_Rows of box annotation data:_

● ● ●

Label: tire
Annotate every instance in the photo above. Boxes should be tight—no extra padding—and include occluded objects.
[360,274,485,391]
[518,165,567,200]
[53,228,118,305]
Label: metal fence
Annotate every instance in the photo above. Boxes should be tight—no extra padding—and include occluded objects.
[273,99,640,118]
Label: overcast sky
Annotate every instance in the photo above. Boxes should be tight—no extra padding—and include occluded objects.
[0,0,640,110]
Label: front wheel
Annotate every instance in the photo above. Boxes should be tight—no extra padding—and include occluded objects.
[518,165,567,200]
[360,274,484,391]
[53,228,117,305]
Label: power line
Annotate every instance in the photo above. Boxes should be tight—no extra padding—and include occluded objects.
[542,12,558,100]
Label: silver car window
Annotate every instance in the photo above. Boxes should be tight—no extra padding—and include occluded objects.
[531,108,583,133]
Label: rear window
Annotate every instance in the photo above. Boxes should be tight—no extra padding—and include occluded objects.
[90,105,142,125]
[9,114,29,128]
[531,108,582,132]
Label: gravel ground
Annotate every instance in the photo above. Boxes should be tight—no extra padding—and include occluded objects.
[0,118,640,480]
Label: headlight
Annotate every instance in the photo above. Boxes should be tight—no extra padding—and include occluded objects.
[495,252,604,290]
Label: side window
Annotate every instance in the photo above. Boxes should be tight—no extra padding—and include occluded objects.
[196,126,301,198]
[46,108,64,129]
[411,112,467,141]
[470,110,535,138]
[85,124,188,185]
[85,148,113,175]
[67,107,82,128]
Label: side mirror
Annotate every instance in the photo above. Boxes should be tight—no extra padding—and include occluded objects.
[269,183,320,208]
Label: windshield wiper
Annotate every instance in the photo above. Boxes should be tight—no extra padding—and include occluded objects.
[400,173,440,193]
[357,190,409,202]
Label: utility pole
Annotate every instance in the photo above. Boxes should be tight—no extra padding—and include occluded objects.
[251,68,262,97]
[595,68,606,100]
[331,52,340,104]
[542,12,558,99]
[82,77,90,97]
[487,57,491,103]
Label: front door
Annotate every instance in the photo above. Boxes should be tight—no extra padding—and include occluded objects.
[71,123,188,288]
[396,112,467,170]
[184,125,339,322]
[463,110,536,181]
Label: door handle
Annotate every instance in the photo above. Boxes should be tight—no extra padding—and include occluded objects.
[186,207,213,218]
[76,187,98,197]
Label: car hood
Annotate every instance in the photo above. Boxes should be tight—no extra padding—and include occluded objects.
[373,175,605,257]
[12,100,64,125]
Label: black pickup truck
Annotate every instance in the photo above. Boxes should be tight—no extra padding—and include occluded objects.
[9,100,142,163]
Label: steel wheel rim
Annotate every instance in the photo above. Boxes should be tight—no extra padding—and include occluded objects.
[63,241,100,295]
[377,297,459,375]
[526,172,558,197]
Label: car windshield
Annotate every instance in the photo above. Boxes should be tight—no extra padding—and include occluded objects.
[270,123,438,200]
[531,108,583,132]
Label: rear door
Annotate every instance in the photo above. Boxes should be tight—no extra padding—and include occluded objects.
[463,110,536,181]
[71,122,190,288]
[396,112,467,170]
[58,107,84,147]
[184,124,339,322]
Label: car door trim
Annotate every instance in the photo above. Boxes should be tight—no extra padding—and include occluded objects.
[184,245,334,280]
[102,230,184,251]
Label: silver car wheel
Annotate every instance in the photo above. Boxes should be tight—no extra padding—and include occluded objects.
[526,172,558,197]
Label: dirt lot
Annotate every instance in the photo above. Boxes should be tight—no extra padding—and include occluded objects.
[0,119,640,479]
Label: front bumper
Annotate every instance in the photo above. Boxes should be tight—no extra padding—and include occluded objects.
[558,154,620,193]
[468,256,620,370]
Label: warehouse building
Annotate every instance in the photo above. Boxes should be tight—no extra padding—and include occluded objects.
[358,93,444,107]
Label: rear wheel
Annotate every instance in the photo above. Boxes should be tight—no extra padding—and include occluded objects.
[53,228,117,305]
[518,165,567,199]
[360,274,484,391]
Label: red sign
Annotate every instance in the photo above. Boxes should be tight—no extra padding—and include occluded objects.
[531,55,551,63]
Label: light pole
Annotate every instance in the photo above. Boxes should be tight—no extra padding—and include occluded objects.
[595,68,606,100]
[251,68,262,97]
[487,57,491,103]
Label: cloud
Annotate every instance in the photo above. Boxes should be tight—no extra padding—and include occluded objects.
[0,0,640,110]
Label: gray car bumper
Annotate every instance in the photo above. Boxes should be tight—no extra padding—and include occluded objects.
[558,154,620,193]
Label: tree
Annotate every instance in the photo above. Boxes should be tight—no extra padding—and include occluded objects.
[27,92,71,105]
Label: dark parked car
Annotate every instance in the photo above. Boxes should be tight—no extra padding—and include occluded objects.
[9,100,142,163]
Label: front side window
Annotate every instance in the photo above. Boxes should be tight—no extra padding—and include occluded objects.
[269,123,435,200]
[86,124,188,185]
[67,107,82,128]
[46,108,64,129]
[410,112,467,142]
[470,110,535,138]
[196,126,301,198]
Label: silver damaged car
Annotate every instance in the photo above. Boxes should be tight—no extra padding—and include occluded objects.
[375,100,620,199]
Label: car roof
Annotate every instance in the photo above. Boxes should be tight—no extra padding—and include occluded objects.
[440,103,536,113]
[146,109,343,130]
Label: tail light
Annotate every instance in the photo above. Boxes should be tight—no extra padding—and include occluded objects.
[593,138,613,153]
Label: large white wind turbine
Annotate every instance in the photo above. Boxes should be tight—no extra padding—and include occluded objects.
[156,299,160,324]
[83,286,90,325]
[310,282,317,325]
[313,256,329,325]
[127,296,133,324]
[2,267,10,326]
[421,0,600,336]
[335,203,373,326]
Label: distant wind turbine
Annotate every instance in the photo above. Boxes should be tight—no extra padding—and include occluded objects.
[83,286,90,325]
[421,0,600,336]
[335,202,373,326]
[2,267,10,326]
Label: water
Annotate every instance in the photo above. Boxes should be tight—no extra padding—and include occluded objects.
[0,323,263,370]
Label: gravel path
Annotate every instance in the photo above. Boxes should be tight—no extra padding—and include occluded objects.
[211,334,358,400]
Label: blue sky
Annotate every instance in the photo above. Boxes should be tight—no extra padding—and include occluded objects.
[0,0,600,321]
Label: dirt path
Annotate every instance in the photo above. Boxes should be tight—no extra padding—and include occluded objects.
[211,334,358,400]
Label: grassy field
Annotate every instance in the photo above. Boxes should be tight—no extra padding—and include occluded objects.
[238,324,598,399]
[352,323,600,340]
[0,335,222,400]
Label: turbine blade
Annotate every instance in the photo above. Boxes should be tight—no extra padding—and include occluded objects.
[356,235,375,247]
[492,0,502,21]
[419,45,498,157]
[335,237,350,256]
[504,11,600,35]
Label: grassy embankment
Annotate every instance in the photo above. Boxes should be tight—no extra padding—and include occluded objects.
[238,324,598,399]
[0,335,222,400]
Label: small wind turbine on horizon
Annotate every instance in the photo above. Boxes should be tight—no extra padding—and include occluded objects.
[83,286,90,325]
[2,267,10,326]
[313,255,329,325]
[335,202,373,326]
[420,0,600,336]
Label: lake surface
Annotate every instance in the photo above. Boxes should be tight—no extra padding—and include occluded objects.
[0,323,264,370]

● ● ●

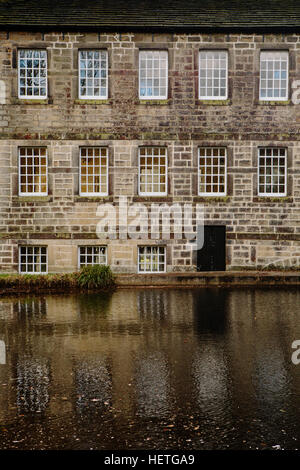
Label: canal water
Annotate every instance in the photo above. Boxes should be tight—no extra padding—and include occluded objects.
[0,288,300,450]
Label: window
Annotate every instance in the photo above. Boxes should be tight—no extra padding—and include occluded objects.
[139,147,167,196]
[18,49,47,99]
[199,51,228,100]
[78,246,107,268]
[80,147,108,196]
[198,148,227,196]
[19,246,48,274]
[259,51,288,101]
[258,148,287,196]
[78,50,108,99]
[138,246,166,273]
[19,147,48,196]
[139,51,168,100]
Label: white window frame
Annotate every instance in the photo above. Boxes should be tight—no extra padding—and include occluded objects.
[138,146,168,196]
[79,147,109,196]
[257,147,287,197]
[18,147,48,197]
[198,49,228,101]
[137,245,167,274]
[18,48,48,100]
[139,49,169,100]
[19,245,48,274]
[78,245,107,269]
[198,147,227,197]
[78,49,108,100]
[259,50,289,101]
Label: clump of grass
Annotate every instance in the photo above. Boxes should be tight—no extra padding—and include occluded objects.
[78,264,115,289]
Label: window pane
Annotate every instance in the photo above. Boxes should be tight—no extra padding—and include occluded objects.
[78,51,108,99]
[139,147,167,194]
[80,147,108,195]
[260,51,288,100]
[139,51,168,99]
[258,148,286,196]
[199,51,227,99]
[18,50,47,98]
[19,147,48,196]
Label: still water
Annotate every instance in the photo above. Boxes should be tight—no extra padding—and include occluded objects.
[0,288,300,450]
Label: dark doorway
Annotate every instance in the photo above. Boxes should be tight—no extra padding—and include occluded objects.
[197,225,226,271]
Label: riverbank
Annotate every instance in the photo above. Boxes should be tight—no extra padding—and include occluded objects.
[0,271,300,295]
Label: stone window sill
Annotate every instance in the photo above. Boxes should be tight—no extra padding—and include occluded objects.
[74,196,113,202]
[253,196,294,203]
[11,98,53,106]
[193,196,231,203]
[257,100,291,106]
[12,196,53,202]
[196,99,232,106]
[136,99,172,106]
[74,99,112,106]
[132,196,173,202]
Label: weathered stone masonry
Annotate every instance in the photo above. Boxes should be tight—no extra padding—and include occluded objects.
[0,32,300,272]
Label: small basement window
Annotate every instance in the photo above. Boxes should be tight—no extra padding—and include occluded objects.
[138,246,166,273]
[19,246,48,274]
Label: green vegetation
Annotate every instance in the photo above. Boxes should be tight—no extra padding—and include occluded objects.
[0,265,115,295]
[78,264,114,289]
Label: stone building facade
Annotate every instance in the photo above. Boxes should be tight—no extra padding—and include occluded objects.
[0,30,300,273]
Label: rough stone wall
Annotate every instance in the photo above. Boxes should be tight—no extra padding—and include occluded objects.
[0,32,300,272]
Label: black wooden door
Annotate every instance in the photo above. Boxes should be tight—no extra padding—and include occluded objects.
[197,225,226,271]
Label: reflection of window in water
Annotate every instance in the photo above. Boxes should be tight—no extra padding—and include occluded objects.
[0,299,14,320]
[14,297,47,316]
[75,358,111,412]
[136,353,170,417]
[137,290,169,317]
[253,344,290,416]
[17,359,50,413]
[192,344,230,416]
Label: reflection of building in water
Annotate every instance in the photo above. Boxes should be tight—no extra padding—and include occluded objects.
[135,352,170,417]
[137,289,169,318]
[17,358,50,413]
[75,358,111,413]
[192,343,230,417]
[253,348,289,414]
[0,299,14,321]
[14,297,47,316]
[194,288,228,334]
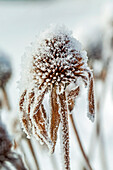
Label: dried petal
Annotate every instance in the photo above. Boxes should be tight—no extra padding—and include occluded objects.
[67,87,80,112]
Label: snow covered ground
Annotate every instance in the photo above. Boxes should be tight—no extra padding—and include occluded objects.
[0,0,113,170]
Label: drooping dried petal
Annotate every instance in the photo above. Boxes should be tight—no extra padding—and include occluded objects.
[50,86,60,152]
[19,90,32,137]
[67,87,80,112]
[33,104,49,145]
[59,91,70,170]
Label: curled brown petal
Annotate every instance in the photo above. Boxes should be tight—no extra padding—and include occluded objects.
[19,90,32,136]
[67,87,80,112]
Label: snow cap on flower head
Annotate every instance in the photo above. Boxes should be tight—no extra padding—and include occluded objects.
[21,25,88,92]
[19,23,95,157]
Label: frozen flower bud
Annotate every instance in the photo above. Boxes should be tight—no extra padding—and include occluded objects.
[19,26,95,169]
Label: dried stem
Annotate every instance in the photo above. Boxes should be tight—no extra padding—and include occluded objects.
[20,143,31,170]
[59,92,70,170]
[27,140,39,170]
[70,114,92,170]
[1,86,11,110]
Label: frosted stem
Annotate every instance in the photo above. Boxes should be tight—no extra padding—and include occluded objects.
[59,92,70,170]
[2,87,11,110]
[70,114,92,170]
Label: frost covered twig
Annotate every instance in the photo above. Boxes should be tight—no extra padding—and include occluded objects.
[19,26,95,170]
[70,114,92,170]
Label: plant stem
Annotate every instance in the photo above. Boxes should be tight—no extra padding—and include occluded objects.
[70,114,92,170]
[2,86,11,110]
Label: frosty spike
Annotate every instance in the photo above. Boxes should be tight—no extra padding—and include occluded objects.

● ● ●

Rewrite the entries that open with the line containing "Label: drooping dried petal" and close with the line containing "[59,91,70,170]", replacing "drooping" with "wilted" and leaving everything else unchanged. Return only those lines.

_ANSWER IN FULL:_
Label: wilted dried petal
Annotate every instance in the photo above. Boxes should be tight—no extra padding—and include occluded objects.
[50,86,60,152]
[19,90,32,137]
[67,87,80,112]
[33,104,49,145]
[59,91,70,170]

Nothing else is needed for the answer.